Ayat-ayat muhkamah adalah yang bermakna jelas, sedangkan ayat-ayat yang mutasyabihah adalah ayat-ayat yang bermakna tidak jelas dan untuk memastikan pengertiannya tidak ditemukan dalil yang kuat. Dengan demikian maka ayat-ayat yang termasuk muhkamah ialah ayat yang terang maknanya serta lafadznya mudah dipahami dengan cepat. Adapun ayat-ayat yang mutasyabihah ialah ayat-ayat yang bersifat mujmal (global), yang mu'awwal (memerlukan ta'wil) dan yang musykil (sukar dipahami). Sebab, ayat-ayat yang bersifat mujmal membutuhkan rincian, ayat-ayat yang mu'awwal baru diketahui maknanya setelah ditakwilkan, dan ayat-ayat yang musykil samar maknanya dan sukar dimengerti.

Terutama untuk ayat-ayat muhkamah, makna dan maksud hukumnya mudah dipahami, sehingga nash-nash al-Qur'an yang muhkamah lebih banyak melahirkan taklif bagi para mukallaf. Sebagaimana perintah shalat dalam surat al-Isra ayat 78 yang artinya, Dirikanlah shalat dari sesudah matahari tergelincir sampai gelap malam dan (dirikanlah pula shalat) subuh. Sesungguhnya shalat subuh itu disaksikan (oleh malaikat).

→ **Perintah Tugas**
Menurut teks kutipan tentang ayat muhkamah dan mutasyabihah, ayat-ayat apa saja yang termasuk mutasyabihah?

→ **Data yang Ditampilkan**
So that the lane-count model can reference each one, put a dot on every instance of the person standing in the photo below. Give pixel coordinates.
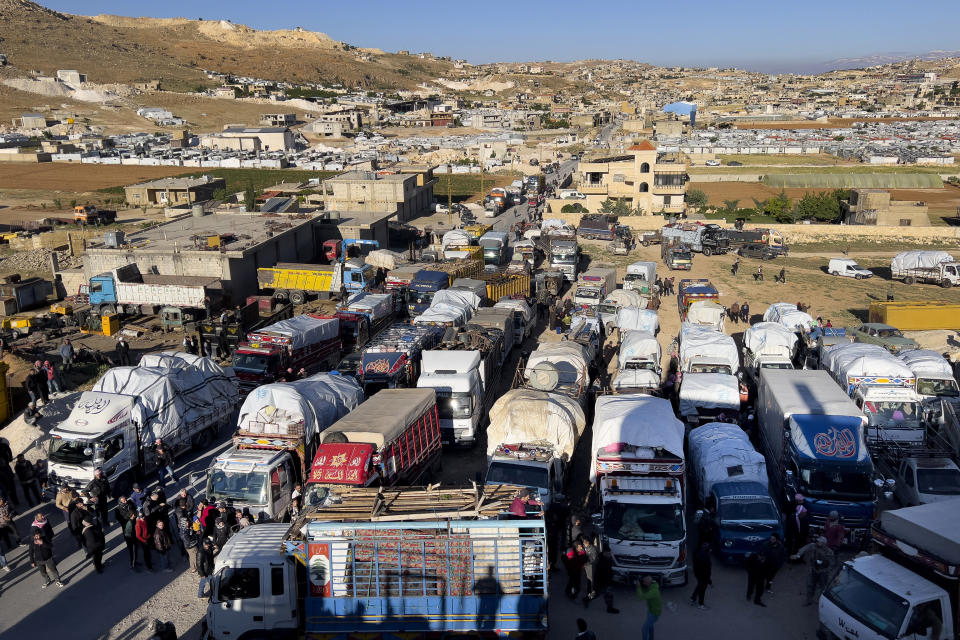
(649, 591)
(702, 571)
(758, 569)
(41, 557)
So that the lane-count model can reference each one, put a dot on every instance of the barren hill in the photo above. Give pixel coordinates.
(121, 49)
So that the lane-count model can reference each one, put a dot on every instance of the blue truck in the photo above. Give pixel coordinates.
(814, 440)
(386, 563)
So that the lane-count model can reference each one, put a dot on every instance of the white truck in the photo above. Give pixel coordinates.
(637, 466)
(908, 590)
(638, 364)
(177, 397)
(456, 377)
(708, 362)
(531, 438)
(278, 431)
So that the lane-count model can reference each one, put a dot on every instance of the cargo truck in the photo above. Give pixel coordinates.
(278, 430)
(177, 397)
(909, 590)
(813, 439)
(409, 562)
(531, 438)
(637, 467)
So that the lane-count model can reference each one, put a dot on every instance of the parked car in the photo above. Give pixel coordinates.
(757, 250)
(890, 338)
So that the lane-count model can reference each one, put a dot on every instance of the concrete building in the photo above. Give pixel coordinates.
(405, 194)
(648, 180)
(170, 192)
(874, 207)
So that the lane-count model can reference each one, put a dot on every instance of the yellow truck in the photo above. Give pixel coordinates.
(916, 316)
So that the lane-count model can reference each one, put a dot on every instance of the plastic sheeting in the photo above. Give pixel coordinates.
(769, 338)
(919, 260)
(639, 345)
(703, 342)
(536, 417)
(309, 405)
(567, 357)
(304, 330)
(708, 391)
(634, 319)
(634, 420)
(721, 452)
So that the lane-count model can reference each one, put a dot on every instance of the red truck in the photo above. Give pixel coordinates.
(302, 342)
(391, 439)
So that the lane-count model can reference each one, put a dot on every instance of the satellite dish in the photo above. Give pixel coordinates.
(544, 377)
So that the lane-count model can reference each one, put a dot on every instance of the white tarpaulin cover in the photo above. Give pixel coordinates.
(708, 391)
(304, 330)
(769, 338)
(634, 319)
(919, 260)
(704, 342)
(536, 417)
(926, 362)
(706, 312)
(640, 345)
(566, 356)
(721, 452)
(169, 395)
(308, 406)
(634, 420)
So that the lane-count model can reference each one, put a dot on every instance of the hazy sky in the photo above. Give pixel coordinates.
(766, 36)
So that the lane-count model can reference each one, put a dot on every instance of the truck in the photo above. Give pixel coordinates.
(637, 468)
(934, 267)
(708, 239)
(593, 285)
(177, 397)
(641, 276)
(455, 376)
(907, 590)
(708, 362)
(392, 360)
(278, 430)
(531, 438)
(814, 440)
(301, 342)
(638, 364)
(126, 291)
(391, 439)
(470, 572)
(732, 476)
(496, 247)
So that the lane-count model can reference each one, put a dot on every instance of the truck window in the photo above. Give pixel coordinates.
(240, 583)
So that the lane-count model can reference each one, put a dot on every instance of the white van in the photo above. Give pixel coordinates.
(847, 267)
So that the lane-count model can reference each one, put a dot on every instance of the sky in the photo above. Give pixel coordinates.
(770, 36)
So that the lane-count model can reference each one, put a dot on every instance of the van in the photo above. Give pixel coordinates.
(847, 267)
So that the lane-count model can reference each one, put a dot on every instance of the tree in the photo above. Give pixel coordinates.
(696, 198)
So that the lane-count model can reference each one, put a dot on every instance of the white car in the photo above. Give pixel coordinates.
(847, 267)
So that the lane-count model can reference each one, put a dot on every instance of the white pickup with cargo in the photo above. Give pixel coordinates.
(180, 398)
(531, 438)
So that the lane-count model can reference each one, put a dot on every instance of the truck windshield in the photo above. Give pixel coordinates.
(940, 388)
(69, 451)
(453, 406)
(628, 521)
(865, 600)
(244, 488)
(518, 474)
(940, 482)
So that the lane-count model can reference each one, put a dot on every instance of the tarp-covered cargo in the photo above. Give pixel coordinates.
(526, 416)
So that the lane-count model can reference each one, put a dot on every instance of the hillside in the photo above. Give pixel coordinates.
(120, 49)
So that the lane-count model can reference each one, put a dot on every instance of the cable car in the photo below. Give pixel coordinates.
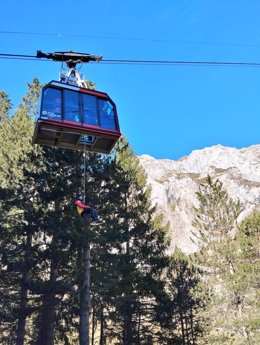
(72, 116)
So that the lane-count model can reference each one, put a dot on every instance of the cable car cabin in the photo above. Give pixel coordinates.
(76, 118)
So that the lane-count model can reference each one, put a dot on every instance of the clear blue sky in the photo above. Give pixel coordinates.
(165, 111)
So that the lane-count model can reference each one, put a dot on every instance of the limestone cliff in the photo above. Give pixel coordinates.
(174, 184)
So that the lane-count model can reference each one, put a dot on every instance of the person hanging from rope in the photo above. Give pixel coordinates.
(85, 210)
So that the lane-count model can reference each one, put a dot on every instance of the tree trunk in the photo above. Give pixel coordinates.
(20, 333)
(127, 335)
(47, 316)
(101, 338)
(85, 292)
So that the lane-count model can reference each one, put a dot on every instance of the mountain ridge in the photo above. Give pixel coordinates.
(174, 185)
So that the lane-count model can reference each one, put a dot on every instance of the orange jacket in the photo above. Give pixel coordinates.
(80, 206)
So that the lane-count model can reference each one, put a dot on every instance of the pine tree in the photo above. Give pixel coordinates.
(223, 281)
(131, 257)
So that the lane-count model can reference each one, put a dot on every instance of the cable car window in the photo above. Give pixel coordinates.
(51, 104)
(71, 106)
(90, 114)
(107, 115)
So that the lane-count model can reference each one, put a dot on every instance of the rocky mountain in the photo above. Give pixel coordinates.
(175, 183)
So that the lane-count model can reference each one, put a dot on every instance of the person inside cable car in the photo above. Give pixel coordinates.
(107, 116)
(51, 105)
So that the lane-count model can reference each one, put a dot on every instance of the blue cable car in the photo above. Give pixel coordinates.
(78, 118)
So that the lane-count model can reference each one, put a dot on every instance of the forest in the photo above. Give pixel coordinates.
(141, 293)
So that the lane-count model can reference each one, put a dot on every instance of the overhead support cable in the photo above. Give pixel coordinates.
(91, 59)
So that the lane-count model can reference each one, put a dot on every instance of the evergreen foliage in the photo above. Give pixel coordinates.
(225, 283)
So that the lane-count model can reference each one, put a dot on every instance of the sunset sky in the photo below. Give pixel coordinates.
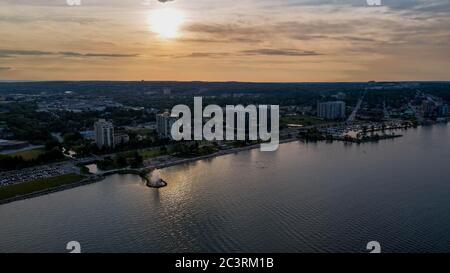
(225, 40)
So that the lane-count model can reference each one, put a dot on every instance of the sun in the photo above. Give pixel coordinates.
(166, 22)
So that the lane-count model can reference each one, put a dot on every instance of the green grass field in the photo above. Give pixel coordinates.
(29, 154)
(149, 153)
(38, 185)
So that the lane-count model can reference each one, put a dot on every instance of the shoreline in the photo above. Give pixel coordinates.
(142, 171)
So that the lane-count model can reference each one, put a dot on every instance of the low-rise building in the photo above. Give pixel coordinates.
(331, 110)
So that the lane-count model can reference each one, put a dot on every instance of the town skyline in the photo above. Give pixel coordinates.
(249, 41)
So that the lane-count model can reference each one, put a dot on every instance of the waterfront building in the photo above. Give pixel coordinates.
(104, 134)
(428, 108)
(12, 144)
(121, 138)
(331, 110)
(164, 124)
(444, 110)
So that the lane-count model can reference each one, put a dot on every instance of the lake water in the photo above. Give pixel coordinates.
(303, 198)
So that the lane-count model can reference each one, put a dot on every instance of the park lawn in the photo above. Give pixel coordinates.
(150, 153)
(29, 154)
(301, 120)
(38, 185)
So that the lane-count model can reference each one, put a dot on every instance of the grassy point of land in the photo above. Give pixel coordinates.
(29, 154)
(38, 185)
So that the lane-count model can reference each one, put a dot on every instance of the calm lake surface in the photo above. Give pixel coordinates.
(303, 198)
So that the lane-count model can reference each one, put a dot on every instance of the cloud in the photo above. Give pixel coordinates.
(13, 53)
(279, 52)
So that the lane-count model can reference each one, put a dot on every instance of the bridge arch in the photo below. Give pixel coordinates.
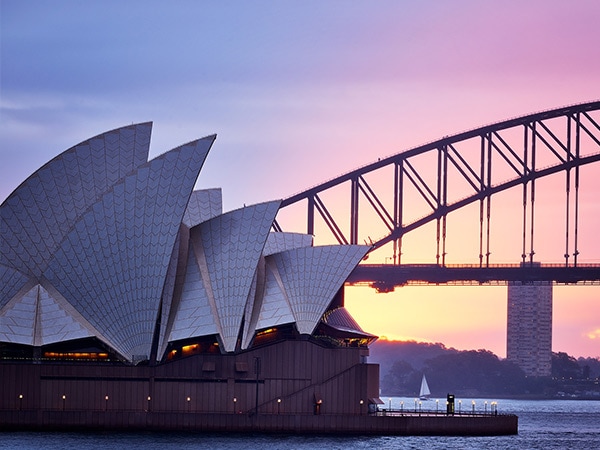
(483, 162)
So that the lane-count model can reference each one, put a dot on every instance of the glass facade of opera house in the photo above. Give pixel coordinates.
(123, 288)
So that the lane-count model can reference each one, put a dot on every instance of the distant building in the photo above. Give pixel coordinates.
(529, 327)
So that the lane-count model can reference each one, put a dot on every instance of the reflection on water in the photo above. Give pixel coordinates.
(543, 424)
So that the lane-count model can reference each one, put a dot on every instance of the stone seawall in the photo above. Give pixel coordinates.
(476, 425)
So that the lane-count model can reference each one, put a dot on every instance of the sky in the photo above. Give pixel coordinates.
(299, 93)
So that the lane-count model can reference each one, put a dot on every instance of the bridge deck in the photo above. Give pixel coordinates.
(384, 277)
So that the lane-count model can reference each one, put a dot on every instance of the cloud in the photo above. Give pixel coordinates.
(594, 334)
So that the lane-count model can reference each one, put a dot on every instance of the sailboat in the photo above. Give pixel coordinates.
(424, 393)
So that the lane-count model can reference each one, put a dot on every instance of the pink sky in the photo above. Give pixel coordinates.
(301, 92)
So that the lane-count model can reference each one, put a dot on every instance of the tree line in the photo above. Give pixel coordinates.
(477, 372)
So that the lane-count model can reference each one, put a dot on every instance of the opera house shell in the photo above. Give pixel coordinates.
(117, 276)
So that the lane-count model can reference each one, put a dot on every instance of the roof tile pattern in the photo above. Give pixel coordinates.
(203, 205)
(312, 275)
(112, 265)
(101, 242)
(232, 245)
(36, 216)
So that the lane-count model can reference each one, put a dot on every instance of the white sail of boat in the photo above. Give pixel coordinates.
(424, 393)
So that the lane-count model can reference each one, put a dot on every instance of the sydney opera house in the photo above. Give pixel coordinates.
(124, 290)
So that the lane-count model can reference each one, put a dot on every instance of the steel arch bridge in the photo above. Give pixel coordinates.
(468, 168)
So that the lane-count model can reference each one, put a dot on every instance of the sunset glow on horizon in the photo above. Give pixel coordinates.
(302, 92)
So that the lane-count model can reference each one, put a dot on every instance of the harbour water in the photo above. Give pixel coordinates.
(543, 424)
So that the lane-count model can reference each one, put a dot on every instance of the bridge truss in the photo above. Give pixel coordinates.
(465, 169)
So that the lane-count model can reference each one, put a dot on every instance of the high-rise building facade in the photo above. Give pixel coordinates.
(529, 327)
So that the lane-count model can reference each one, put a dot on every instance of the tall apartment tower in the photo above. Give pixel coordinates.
(529, 328)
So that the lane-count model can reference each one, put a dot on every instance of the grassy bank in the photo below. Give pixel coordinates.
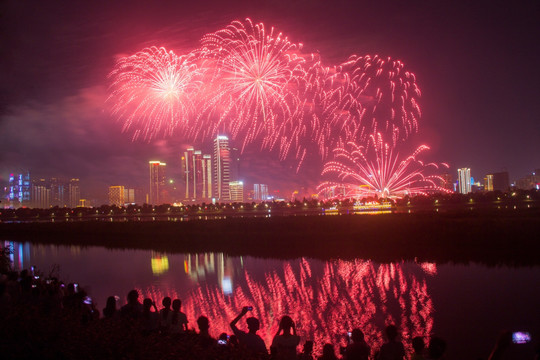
(489, 237)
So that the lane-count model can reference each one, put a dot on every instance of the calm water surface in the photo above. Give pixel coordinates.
(467, 305)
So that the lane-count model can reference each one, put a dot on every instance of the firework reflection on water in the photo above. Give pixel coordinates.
(325, 305)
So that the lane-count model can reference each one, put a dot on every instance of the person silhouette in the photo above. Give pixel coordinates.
(285, 342)
(133, 308)
(357, 348)
(205, 339)
(393, 349)
(250, 340)
(178, 323)
(307, 351)
(328, 352)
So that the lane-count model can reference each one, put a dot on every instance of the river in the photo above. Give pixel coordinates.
(467, 305)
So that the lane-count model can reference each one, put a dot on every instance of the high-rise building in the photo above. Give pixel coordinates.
(447, 181)
(41, 194)
(222, 162)
(19, 190)
(235, 164)
(236, 189)
(59, 192)
(501, 181)
(260, 192)
(488, 182)
(464, 180)
(117, 195)
(74, 193)
(129, 196)
(531, 181)
(158, 191)
(207, 177)
(197, 173)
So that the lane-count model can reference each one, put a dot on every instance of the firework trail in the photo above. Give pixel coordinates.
(152, 92)
(255, 86)
(357, 294)
(260, 88)
(369, 94)
(377, 170)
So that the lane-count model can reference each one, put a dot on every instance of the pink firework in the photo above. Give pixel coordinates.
(152, 92)
(369, 94)
(378, 170)
(253, 93)
(348, 294)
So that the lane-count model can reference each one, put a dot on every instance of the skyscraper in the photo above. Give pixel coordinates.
(74, 193)
(197, 174)
(464, 180)
(19, 190)
(488, 183)
(117, 195)
(501, 181)
(236, 189)
(158, 192)
(260, 192)
(207, 177)
(41, 194)
(222, 162)
(447, 181)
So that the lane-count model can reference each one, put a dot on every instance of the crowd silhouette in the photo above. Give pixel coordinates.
(27, 297)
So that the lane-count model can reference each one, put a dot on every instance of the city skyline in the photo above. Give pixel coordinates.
(59, 127)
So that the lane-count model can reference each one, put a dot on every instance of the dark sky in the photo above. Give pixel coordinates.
(476, 62)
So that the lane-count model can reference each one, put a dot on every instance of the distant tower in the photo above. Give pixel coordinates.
(237, 191)
(207, 177)
(74, 193)
(117, 195)
(157, 183)
(197, 173)
(464, 180)
(188, 171)
(19, 190)
(501, 181)
(222, 163)
(447, 181)
(41, 194)
(488, 183)
(260, 192)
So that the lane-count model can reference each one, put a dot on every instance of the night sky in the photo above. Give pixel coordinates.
(476, 62)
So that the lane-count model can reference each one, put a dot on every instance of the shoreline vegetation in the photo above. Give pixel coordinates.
(490, 237)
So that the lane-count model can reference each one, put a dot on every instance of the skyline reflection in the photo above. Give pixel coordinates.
(347, 295)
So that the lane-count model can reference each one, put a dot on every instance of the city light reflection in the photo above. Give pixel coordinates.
(348, 294)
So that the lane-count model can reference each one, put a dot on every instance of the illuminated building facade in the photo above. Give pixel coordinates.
(84, 203)
(260, 192)
(41, 194)
(158, 191)
(501, 181)
(117, 195)
(74, 193)
(236, 189)
(129, 196)
(464, 180)
(207, 177)
(447, 181)
(488, 182)
(19, 190)
(197, 174)
(529, 182)
(59, 192)
(222, 163)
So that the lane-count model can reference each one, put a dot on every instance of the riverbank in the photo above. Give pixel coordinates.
(489, 237)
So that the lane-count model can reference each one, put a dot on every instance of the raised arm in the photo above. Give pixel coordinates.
(236, 319)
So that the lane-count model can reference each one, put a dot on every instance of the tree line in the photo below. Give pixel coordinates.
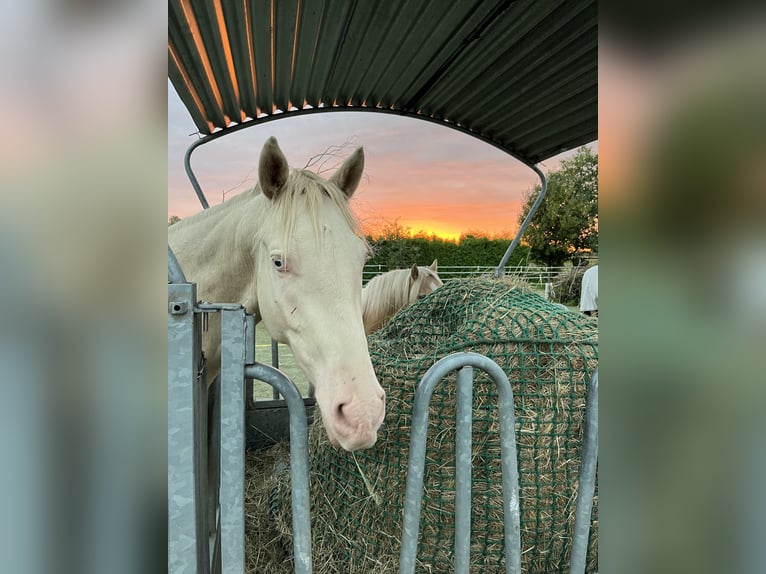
(565, 228)
(395, 248)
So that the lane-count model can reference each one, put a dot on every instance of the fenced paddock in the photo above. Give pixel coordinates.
(533, 274)
(238, 65)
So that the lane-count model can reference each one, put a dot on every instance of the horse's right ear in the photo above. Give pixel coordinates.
(348, 175)
(272, 169)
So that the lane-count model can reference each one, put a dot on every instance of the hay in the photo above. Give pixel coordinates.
(264, 547)
(548, 354)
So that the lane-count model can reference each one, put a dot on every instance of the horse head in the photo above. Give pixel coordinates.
(309, 260)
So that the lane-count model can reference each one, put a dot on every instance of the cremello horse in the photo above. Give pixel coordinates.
(389, 292)
(291, 252)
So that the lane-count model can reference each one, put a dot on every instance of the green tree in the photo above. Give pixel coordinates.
(566, 224)
(394, 248)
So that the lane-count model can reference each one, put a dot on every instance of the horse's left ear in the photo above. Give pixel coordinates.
(272, 169)
(350, 173)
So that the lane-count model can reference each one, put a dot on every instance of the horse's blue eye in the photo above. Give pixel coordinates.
(279, 263)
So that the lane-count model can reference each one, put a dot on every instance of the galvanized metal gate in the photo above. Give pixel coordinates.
(206, 447)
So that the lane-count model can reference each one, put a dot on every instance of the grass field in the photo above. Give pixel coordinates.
(287, 364)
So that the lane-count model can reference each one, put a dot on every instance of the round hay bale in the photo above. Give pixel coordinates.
(548, 354)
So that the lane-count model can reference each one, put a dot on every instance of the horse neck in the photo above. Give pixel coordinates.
(385, 294)
(215, 248)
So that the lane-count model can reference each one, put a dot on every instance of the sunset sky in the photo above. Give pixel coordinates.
(427, 177)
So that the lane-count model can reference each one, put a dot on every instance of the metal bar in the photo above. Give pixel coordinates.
(187, 536)
(415, 468)
(213, 453)
(587, 485)
(275, 364)
(249, 358)
(299, 460)
(500, 270)
(463, 440)
(305, 111)
(175, 273)
(232, 455)
(190, 172)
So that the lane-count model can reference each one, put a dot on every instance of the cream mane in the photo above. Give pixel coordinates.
(302, 186)
(389, 292)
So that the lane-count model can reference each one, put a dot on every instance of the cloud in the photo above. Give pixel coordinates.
(416, 171)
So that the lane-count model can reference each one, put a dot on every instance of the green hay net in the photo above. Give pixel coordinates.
(549, 355)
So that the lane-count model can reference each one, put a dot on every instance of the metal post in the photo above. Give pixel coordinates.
(500, 269)
(463, 440)
(416, 463)
(587, 485)
(175, 273)
(299, 460)
(275, 364)
(232, 453)
(187, 535)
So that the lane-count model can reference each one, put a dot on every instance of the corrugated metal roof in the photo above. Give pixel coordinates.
(522, 75)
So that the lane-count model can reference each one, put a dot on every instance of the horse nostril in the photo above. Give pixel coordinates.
(339, 414)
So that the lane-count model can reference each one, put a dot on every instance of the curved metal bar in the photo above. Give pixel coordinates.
(307, 111)
(190, 171)
(299, 460)
(175, 273)
(415, 469)
(500, 269)
(587, 481)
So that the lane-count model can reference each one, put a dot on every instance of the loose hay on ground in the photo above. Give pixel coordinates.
(548, 354)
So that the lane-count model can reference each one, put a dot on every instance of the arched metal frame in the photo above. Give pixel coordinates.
(499, 270)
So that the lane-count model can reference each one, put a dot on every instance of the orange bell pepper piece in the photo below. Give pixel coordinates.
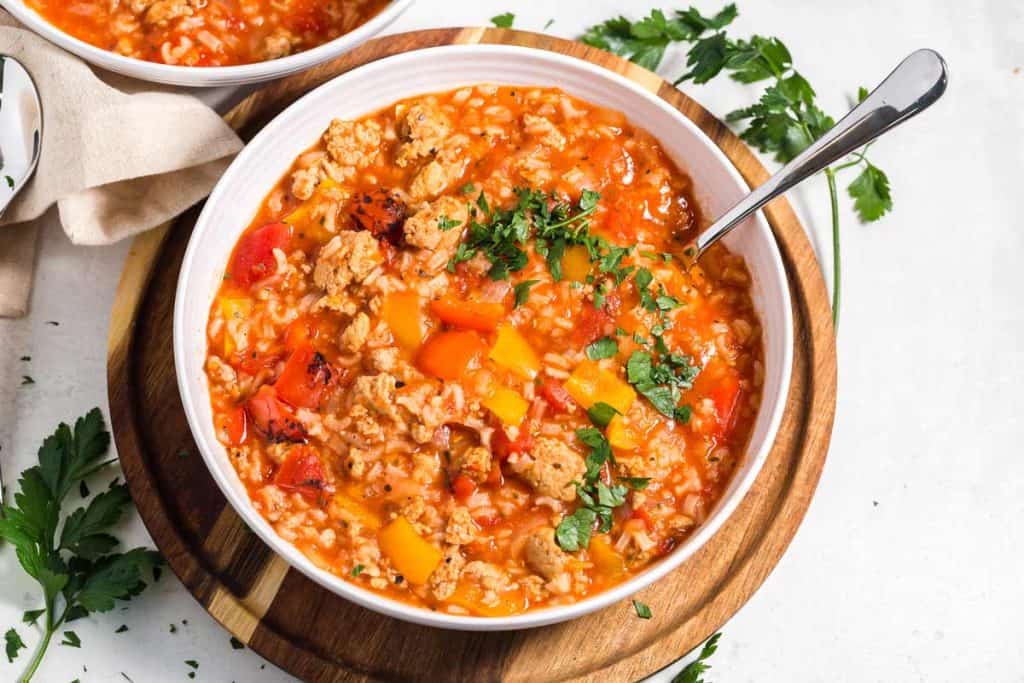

→ **Jawaban Akhir**
Ayat-ayat yang bersifat mujmal (global), yang mu'awwal (memerlukan ta'wil), dan yang musykil (sukar dipahami).